*Text extract*:

Studio album by Doug Stone
- Released: March 28, 1995
- Recorded: 1994
- Studio: Loud Recording, Sound Stage Studios Nashville, TN
- Genre: Country
- Length: 30:55
- Label: Columbia
- Producer: Doug Stone, James Stroud

Doug Stone chronology
| Greatest Hits, Vol. 1 (1994) | Faith in Me, Faith in You (1995) | Make Up in Love (1999) |

Singles from Faith in Me, Faith in You
- "Faith in Me, Faith in You" Released: February 1995; "Sometimes I Forget" Released: June 1995; "Born in the Dark" Released: September 1995;

= Faith in Me, Faith in You =

Faith in Me, Faith in You is the seventh studio album by American country music artist Doug Stone. It was his only album for Columbia Records after leaving Epic Records' roster in 1995. Although this album produced three singles — "Sometimes I Forget", the title track, and "Born in the Dark" — none of these singles reached Top Ten on the country music charts. "Sometimes I Forget" peaked at number 41, becoming the first single of his career to miss Top 40 entirely.

==History and content==
Following this album, he suffered a series of health problems which would place his career on hiatus until he signed to Atlantic Records in 1999.

The track "Honky Tonk Mona Lisa" was originally recorded by Marcus Hummon on his 1995 album All in Good Time, from which it was released as a single that year. The same song would later be recorded by Neal McCoy on his 2003 album The Luckiest Man in the World. "Look Where She Is Today" was later recorded by Mark Wills on his 1996 self-titled debut.

==Critical reception==
Richard McVay of Cash Box magazine reviewed the album with favor, praising the mix of upbeat songs and ballads along with Stone's voice, concluding that "Stone has once again incorporated his unique style, vocal charisma, and musical enthusiasm onto an animated 10-cut album."

*What you need to do*:
• a. In the Doug Stone album text, rewrite the passage from "Doug Stone chronology" up to and including "Top 40 entirely.", swapping "Epic Records" for "Arista Records".
• b. Name every record label mentioned in the Doug Stone album text.
• c. Answer from the Doug Stone album text:
(i) Who produced the album?
(ii) At what number did "Sometimes I Forget" peak?
(iii) Who reviewed the album for Cash Box magazine?
The entries that follow aren't needed for any of this work.

*Record list*:
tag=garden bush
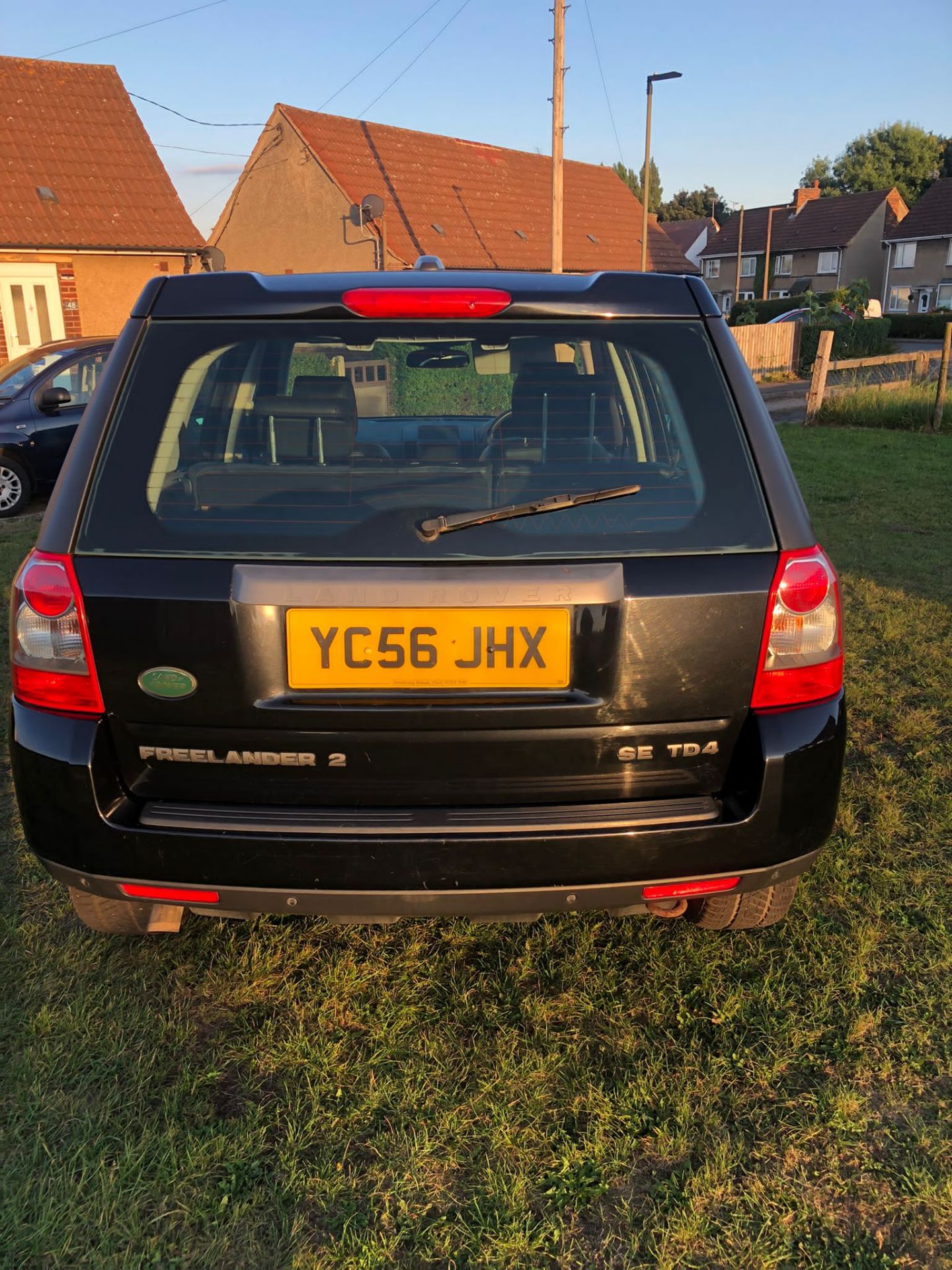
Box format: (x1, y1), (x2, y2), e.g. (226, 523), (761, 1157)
--
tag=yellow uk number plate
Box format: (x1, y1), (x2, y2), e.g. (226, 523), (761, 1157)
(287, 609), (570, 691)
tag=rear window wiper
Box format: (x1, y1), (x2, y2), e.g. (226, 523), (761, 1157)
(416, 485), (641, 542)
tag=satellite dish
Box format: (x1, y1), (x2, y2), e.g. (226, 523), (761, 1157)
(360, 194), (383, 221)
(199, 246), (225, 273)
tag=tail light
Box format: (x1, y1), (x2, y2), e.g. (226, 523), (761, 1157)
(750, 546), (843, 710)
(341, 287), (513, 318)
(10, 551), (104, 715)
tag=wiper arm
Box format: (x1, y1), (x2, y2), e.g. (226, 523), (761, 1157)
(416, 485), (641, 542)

*Solution list*:
• a.
Doug Stone chronology
| Greatest Hits, Vol. 1 (1994) | Faith in Me, Faith in You (1995) | Make Up in Love (1999) |

Singles from Faith in Me, Faith in You
- "Faith in Me, Faith in You" Released: February 1995; "Sometimes I Forget" Released: June 1995; "Born in the Dark" Released: September 1995;

= Faith in Me, Faith in You =

Faith in Me, Faith in You is the seventh studio album by American country music artist Doug Stone. It was his only album for Columbia Records after leaving Arista Records' roster in 1995. Although this album produced three singles — "Sometimes I Forget", the title track, and "Born in the Dark" — none of these singles reached Top Ten on the country music charts. "Sometimes I Forget" peaked at number 41, becoming the first single of his career to miss Top 40 entirely.

• b.
Columbia (Columbia Records)
Epic Records
Atlantic Records

• c.
(i) Doug Stone and James Stroud
(ii) Number 41
(iii) Richard McVay